** Start SOURCE EXTRACT **

Big’s Backyard Ultra 2014 or My Death March toward Nirvana

 

Mike Baker,

 

The rural south is littered with dogs what generally get called red bulls because they’re red and built big like trucks. They’re a mix of whatever came along that day and took a fancy to their mama and most end up travelers or chained to trees or worse. They got bad reputations.

I reckon Big would get called a brown bull. I don’t know what mix of breeds he has in him, maybe pit, maybe horse, maybe Buick. He’s brown with a head like a cinder block and there’s a lot of him. Gary Cantrell puts on the Backyard as a fundraiser to cover Big’s upkeep. That’s how the race started.

Gary rescued Big, who I believe had been shot and beat up pretty bad and left in a ditch. Gary tried to give Big away to some college kid friend of his daughter. That didn’t work out at all. I think Big got real sad or Gary got to feeling like Big needed a better hand than some college boy.

Gary took Big back but most people that know Gary and have met the Big would argue that was gonna happen anyhow and it was just a matter of politeness shown to Mrs. Cantrell that Big got “sent away” under the pretense of not coming back. Now, Gary looks after Big and Big looks after Gary.

Gary is the race director for Strolling Jim, the Bloody 11w 100 Miler, the Bitter End 100 Miler, The Last Annual Vol State 500k, the Barkley Fall Classic and most famously, the Barkley Marathons or the “Race That Eats Its Young”.

It was because of Big surviving his mortal wounds and Gary’s reluctant compassion that I went to my first Backyard 3 years ago. Anyone who would save Big, this scary near dead shambling old pit dog was someone I would pull into the boat, if you know what I mean.

** End SOURCE EXTRACT **
** Start MATERIAL SHOWN **

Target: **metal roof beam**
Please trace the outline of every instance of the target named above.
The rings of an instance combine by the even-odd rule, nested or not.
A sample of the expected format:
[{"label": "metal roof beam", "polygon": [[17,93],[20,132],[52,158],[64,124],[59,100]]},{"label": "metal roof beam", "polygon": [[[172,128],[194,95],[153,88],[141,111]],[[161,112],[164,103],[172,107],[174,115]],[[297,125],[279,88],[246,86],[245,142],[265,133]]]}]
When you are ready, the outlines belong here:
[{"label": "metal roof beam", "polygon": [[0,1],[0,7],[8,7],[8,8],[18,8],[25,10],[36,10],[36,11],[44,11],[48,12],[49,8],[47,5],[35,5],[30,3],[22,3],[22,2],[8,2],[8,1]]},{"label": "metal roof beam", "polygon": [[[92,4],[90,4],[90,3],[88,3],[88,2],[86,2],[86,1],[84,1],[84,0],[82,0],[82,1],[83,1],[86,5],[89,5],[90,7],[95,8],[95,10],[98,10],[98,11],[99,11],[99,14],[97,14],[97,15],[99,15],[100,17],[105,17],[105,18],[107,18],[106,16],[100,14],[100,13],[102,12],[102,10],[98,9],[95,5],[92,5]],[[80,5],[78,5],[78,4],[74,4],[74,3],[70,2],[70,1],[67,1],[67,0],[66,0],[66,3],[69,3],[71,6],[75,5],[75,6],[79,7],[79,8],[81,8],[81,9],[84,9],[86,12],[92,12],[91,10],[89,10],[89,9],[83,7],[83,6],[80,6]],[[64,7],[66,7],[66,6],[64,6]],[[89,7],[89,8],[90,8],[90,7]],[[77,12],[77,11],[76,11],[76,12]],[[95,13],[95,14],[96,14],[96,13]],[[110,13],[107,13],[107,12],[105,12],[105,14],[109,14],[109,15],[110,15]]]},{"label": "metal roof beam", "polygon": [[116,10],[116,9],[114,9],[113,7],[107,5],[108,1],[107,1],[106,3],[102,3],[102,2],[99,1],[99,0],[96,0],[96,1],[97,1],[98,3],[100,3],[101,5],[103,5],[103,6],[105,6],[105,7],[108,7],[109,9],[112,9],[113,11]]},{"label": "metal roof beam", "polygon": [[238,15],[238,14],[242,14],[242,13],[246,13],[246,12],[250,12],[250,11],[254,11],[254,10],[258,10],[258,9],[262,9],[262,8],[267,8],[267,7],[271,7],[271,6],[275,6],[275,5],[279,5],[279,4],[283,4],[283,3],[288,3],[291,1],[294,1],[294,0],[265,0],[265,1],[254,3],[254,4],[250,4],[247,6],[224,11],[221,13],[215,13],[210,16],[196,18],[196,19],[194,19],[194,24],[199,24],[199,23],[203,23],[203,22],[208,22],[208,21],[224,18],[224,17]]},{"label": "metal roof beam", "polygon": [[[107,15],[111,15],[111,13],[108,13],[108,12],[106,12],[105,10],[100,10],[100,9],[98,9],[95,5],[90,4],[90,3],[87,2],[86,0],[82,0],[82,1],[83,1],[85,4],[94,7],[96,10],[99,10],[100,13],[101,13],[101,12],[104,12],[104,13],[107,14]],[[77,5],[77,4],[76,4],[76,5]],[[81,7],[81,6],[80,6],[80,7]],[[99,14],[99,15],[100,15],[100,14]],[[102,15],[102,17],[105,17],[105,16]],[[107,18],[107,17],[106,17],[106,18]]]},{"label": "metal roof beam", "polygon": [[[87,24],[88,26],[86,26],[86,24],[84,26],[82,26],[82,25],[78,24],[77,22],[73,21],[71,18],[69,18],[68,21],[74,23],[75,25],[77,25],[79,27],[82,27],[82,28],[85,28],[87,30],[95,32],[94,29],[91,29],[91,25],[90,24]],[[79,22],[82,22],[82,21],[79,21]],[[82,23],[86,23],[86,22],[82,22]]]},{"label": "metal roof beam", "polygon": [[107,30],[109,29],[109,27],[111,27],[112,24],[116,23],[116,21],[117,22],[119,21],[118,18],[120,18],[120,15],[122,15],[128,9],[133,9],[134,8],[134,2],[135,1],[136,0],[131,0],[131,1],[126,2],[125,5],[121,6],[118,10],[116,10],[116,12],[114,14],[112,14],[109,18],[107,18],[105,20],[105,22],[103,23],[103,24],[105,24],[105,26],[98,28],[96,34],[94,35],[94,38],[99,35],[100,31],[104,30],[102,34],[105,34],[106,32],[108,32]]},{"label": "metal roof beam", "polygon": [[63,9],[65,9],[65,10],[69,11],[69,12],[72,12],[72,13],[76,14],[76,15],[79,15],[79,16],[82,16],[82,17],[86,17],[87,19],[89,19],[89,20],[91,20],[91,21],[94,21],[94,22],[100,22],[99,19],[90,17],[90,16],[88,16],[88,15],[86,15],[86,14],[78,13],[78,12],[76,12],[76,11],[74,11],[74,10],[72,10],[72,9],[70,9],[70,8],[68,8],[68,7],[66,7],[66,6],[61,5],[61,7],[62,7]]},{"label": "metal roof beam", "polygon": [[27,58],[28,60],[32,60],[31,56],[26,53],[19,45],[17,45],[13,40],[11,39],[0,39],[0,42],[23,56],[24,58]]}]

** End MATERIAL SHOWN **

WHAT IS ASKED
1. Translate this sentence from the essay about Big's Backyard Ultra into Spanish: "Now, Gary looks after Big and Big looks after Gary."
2. Render the records as a Markdown table with columns Row and Line, from their first line through the line containing "A sample of", omitting blank lines.

EXERCISE RESPONSES
1. Ahora, Gary cuida de Big y Big cuida de Gary.

2.
| Row | Line |
|---|---|
| 1 | Target: **metal roof beam** |
| 2 | Please trace the outline of every instance of the target named above. |
| 3 | The rings of an instance combine by the even-odd rule, nested or not. |
| 4 | A sample of the expected format: |